Content starts
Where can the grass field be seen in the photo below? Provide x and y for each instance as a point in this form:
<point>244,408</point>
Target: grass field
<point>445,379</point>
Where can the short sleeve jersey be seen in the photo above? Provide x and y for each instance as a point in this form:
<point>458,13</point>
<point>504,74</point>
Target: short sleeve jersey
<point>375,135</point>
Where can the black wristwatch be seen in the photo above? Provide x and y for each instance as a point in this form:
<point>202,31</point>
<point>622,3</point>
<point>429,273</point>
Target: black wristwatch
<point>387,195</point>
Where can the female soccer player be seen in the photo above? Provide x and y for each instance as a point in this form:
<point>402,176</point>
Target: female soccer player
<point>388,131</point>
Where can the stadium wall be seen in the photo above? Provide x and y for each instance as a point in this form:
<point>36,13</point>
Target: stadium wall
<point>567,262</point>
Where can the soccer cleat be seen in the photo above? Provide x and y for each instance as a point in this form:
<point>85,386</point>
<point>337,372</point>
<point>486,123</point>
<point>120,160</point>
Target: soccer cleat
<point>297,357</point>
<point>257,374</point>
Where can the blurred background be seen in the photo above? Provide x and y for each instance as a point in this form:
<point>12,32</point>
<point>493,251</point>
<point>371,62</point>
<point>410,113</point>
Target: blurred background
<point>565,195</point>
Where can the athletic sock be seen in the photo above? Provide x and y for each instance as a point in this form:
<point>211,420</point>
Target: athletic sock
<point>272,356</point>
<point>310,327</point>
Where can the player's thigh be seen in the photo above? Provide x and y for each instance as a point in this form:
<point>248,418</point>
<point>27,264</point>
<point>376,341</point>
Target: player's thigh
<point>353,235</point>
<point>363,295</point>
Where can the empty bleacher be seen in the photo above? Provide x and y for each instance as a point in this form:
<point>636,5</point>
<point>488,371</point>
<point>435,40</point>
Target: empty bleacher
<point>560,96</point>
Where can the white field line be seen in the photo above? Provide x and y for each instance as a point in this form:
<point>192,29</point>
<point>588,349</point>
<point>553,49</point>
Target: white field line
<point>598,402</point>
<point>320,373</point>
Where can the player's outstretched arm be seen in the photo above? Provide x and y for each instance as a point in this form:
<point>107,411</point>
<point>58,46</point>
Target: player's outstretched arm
Content ends
:: Problem to solve ::
Looking back over the data above, restate word for word the lines that begin at the line with "<point>248,418</point>" and end at the line with "<point>58,46</point>", inclusive.

:: Answer to this task ::
<point>248,418</point>
<point>27,264</point>
<point>376,341</point>
Target: player's thigh
<point>353,235</point>
<point>363,295</point>
Where can the empty bleacher be seen in the photo above? Provide x and y for each instance as a point in this form:
<point>636,5</point>
<point>488,371</point>
<point>435,40</point>
Target: empty bleacher
<point>560,96</point>
Where can the white field line be seen in the photo above? Provide x and y for each instance as a point in this form:
<point>192,29</point>
<point>588,349</point>
<point>553,49</point>
Target: white field line
<point>598,402</point>
<point>320,373</point>
Where can the player's outstretched arm be seen in the photo above? Provide x and y for each instance as a point in this form:
<point>107,411</point>
<point>58,46</point>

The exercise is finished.